# Directions for this task:
Reproduce all of the records below, substituting "cat" for every occurrence of "kitten" and keeping everything else unchanged. Leave the pictures out of your answer.
_____
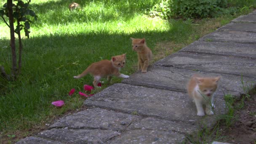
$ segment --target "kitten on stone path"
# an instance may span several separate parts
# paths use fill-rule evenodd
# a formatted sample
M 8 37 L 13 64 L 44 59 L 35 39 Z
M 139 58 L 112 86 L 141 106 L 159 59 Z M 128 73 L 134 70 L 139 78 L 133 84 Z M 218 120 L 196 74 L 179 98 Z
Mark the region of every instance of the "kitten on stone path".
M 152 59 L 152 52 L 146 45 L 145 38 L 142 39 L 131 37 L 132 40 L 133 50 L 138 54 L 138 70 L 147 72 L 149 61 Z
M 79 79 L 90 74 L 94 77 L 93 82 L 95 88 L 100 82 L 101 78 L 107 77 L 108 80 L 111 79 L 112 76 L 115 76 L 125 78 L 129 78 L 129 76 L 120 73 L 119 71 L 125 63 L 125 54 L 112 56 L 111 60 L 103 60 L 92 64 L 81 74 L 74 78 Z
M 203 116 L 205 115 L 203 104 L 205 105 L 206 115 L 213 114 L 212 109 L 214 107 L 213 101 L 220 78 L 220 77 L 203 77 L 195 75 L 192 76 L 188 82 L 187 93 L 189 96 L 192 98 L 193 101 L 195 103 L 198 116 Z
_____
# Output of the exercise:
$ segment --target "cat on stone path"
# an instance may span several separate parts
# paths use fill-rule evenodd
# a formatted sample
M 8 37 L 13 64 L 44 59 L 35 39 Z
M 139 58 L 112 86 L 141 106 L 159 59 Z M 128 73 L 134 70 L 139 78 L 133 84 Z M 218 120 L 196 74 L 179 98 Z
Mark the region of every instance of the "cat on stone path".
M 152 59 L 152 52 L 146 45 L 145 38 L 142 39 L 131 37 L 132 40 L 133 50 L 138 54 L 138 70 L 147 72 L 149 61 Z
M 79 79 L 90 74 L 94 77 L 93 82 L 95 88 L 100 82 L 101 78 L 107 77 L 108 80 L 111 79 L 112 76 L 115 76 L 125 78 L 129 78 L 129 76 L 120 73 L 119 71 L 125 63 L 125 54 L 112 56 L 111 60 L 103 60 L 92 64 L 81 74 L 74 78 Z
M 203 116 L 205 115 L 203 104 L 205 105 L 206 115 L 213 114 L 212 109 L 214 107 L 213 101 L 220 78 L 220 77 L 203 77 L 195 75 L 192 76 L 188 82 L 187 93 L 189 96 L 192 98 L 193 101 L 195 103 L 198 116 Z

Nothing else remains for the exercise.